• [TEXTE FOURNI]
▬▬▬

« La Réunion est à la croisée des chemins. En effet, le modèle de développement sur lequel elle s’est bâtie depuis la départementalisation de 1946 a atteint ses limites ». Avant le mouvement des gilets jaunes et de la crise sociale qui paralyse l’île de La Réunion, l’ensemble des parlementaires réunionnais, sénateurs et députés de tous bords confondus, ont entamé un travail de réflexion sur un « projet de La Réunion pour les 20 prochaines années ». En exclusivité, Outremers360 s’est procuré le préambule de cette plateforme commune, dont la première étape a eu lieu mi-octobre, mise en place par David Lorion, Erika Bareigts, Huguette Bello, Jean-Hugues Ratenon, Jean-Luc Poudroux, Nadia Ramassamy, Nathalie Bassire, Nassimah Dindar, Viviane Malet, Jean-Louis Lagourgue et Michel Dennemont :
La Réunion est à la croisée des chemins. En effet, le modèle de développement sur lequel elle s’est bâtie depuis la départementalisation de 1946 a atteint ses limites.
Les constats sont connus et partagés.
De fait, La Réunion traverse depuis plusieurs années une crise à la fois économique, sociale et sociétale. Sur le plan économique, si le PIB de La Réunion a doublé entre 1996 et 2010 pour atteindre 15.2 milliards d’euros – entre 1993 et 2007, La Réunion fut même la région française connaissant la plus forte croissance – il est quasi stationnaire depuis 2012. Et malgré cette période de forte croissance, le revenu disponible par habitant, qui s’élevait à 17.300 € en 2016, reste 1,5 fois plus faible qu’en moyenne nationale.
Depuis 2012 en tous les cas, le département ne crée quasiment plus d’emplois et des pans entiers de son économie, comme le BTP qui a perdu la moitié de ses effectifs entre 2010 et 2015, sont extrêmement fragilisés. L’économie continue sa tertiarisation, avec une surreprésentation des fonctions d’administration, d’enseignement et de santé. L’appareil productif réunionnais reste à cet égard bien spécifique. Le tissu économique est essentiellement composé de petites entreprises, dont les créations ont tendance à baisser depuis 2010. En 2015, l’INSEE comptabilisait plus de 50.000 entreprises à La Réunion, mais les ¾ n’avaient aucun salarié. Il s’agit d’un indice témoignant à la fois de la petitesse et de la fragilité des entreprises réunionnaises. D’ailleurs, seulement 31% des entreprises ont dix ans et plus d’existence, contre 43% en France hexagonale.
Le chômage a, parallèlement, considérablement augmenté : il affecte désormais 170 000 Réunionnais, soit 30 000 de plus qu’il y a six ans. Et en à peine 3 ans, nous sommes passés de 93 880 bénéficiaires du RSA à 110 000.

▬▬▬

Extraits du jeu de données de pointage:
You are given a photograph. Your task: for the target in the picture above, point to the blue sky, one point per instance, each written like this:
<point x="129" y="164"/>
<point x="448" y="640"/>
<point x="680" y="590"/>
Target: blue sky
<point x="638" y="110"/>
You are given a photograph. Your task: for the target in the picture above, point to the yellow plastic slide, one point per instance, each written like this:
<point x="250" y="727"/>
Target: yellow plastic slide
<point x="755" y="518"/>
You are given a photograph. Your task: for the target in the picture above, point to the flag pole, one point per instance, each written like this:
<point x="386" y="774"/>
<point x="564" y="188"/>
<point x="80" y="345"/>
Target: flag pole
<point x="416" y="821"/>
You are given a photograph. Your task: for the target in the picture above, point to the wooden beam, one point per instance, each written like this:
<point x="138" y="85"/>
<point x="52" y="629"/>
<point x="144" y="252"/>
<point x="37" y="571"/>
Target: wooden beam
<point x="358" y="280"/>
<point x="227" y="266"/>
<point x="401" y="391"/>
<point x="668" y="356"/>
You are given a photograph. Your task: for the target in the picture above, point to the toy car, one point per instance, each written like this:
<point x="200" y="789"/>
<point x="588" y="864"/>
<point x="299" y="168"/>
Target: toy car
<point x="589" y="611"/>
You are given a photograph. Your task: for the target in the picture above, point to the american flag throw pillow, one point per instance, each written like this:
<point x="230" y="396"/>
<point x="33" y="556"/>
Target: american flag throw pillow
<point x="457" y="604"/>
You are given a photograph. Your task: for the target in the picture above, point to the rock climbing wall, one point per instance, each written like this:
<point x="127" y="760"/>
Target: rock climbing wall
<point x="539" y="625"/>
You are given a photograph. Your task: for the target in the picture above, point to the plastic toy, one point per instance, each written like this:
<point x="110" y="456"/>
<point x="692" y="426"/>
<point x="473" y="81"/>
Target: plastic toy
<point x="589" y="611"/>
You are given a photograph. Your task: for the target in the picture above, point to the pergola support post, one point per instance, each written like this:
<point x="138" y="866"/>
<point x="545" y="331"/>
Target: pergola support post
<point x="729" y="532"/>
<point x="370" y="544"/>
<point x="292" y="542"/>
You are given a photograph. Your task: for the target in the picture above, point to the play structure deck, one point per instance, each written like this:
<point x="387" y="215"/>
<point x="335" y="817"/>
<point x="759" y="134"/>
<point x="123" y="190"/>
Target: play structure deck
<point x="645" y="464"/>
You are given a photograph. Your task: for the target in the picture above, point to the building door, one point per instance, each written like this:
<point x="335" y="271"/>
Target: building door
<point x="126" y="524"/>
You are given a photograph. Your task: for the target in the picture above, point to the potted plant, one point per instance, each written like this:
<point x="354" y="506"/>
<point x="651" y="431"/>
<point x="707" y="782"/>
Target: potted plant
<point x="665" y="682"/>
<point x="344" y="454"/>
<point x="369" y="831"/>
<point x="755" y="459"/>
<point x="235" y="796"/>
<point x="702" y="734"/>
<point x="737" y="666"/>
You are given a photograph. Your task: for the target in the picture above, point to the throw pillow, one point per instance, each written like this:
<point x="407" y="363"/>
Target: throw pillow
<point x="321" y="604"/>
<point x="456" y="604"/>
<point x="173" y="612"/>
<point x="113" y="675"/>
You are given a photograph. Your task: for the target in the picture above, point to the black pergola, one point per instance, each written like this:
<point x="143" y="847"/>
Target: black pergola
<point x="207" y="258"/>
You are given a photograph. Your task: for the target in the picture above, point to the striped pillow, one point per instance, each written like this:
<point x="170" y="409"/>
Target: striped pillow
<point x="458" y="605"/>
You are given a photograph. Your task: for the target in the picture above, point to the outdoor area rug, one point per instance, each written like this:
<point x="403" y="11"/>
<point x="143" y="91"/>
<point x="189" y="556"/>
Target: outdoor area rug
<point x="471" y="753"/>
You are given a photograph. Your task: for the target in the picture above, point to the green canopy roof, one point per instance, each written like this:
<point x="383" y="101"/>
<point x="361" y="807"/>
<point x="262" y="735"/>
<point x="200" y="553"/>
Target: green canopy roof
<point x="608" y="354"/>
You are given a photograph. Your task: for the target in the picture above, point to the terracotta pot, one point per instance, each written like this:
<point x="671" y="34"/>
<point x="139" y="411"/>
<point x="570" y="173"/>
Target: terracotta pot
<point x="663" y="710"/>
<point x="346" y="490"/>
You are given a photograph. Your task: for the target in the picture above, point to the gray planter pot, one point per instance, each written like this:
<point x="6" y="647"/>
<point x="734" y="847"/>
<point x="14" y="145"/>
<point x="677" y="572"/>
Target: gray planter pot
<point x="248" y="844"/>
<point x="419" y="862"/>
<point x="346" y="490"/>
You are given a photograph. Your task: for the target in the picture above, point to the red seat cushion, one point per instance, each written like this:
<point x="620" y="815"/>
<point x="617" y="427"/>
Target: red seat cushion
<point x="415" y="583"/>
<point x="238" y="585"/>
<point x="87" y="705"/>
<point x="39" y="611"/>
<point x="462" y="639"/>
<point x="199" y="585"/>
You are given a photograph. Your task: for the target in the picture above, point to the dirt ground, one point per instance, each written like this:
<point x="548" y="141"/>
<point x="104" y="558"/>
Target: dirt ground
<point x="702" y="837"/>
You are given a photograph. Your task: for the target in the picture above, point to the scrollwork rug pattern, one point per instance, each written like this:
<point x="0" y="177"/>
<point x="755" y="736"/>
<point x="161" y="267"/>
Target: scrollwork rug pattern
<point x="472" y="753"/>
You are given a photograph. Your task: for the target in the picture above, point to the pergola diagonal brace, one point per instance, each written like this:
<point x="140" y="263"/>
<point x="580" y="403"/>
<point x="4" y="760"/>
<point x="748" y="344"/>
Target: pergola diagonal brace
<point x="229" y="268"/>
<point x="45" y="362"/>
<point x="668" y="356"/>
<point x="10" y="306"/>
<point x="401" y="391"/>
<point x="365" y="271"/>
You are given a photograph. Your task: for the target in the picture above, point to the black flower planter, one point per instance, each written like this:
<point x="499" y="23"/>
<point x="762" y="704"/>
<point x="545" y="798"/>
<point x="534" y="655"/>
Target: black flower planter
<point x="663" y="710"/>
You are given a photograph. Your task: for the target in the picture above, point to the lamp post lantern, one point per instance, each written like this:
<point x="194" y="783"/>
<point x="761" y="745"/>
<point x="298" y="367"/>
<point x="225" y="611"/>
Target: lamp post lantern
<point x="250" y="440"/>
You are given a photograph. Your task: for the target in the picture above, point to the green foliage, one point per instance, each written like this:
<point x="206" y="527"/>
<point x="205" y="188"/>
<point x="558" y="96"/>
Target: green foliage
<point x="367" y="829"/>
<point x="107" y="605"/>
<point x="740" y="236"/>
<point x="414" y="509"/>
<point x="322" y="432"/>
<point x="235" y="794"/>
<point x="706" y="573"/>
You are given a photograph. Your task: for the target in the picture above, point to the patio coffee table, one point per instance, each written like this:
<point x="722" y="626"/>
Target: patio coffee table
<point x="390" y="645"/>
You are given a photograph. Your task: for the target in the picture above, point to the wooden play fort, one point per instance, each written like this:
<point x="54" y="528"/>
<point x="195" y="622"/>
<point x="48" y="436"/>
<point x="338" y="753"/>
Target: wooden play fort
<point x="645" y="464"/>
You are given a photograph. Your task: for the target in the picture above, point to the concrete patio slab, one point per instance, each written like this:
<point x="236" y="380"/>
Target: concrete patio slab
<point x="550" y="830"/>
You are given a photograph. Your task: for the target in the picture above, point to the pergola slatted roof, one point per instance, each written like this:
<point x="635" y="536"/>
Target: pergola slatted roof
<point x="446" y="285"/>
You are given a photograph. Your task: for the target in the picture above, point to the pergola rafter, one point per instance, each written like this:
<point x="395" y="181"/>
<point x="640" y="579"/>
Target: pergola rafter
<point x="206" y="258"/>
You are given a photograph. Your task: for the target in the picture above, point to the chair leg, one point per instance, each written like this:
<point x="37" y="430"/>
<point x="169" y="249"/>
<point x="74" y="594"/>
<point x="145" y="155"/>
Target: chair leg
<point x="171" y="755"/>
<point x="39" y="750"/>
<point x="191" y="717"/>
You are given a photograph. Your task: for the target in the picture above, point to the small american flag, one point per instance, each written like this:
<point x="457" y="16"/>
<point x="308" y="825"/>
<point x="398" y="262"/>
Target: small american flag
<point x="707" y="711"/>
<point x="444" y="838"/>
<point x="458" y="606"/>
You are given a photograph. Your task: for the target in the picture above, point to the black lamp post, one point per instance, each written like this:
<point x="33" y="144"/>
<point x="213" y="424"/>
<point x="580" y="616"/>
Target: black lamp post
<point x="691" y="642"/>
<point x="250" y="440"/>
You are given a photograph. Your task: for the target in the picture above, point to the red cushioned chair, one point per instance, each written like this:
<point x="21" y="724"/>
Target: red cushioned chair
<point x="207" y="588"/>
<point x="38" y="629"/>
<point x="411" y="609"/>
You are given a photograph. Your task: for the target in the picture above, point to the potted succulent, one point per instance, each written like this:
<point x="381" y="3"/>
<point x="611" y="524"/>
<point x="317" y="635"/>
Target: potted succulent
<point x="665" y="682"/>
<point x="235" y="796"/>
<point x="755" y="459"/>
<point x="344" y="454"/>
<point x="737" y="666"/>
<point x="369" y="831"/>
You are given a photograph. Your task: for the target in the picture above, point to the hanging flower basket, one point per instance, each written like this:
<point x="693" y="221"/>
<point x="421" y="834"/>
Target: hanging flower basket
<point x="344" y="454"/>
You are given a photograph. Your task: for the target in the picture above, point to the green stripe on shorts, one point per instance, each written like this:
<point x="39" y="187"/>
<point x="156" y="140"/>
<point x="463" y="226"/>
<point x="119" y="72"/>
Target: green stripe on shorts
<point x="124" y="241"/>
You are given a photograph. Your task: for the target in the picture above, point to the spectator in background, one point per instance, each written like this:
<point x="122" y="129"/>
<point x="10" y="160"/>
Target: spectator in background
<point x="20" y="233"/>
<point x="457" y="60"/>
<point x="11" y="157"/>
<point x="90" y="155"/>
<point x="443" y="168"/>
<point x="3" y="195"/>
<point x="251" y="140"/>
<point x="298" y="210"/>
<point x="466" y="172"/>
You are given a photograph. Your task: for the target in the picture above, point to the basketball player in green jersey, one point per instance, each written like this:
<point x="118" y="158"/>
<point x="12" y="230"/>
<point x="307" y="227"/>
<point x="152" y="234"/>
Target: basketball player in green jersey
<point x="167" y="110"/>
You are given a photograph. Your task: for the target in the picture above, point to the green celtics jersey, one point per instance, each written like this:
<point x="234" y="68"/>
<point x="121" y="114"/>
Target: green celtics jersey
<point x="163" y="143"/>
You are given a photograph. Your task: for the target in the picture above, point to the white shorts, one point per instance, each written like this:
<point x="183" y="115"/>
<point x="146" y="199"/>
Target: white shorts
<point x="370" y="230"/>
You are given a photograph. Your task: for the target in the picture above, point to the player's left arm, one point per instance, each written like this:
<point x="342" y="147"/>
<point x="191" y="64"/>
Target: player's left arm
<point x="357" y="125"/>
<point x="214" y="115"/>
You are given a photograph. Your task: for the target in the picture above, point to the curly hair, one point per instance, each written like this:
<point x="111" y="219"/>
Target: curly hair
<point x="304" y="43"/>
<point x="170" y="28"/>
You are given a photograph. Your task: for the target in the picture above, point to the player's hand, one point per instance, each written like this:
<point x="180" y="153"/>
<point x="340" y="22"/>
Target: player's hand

▬▬▬

• [OBJECTIFS]
**a.** Répondez à ces questions sur le texte sur La Réunion :
(i) En quelle année a eu lieu la départementalisation ?
(ii) À combien s'élevait le revenu disponible par habitant en 2016 ?
(iii) Combien de Réunionnais le chômage touche-t-il désormais ?
**b.** Recopiez le passage du texte sur La Réunion qui va de « Depuis 2012 en » à « en France hexagonale. », ces deux passages compris.
Basez-vous uniquement sur le texte sur La Réunion.

• [RÉSULTATS]
**a.**
(i) En 1946.
(ii) À 17.300 €.
(iii) 170 000 Réunionnais.

**b.**
Depuis 2012 en tous les cas, le département ne crée quasiment plus d’emplois et des pans entiers de son économie, comme le BTP qui a perdu la moitié de ses effectifs entre 2010 et 2015, sont extrêmement fragilisés. L’économie continue sa tertiarisation, avec une surreprésentation des fonctions d’administration, d’enseignement et de santé. L’appareil productif réunionnais reste à cet égard bien spécifique. Le tissu économique est essentiellement composé de petites entreprises, dont les créations ont tendance à baisser depuis 2010. En 2015, l’INSEE comptabilisait plus de 50.000 entreprises à La Réunion, mais les ¾ n’avaient aucun salarié. Il s’agit d’un indice témoignant à la fois de la petitesse et de la fragilité des entreprises réunionnaises. D’ailleurs, seulement 31% des entreprises ont dix ans et plus d’existence, contre 43% en France hexagonale.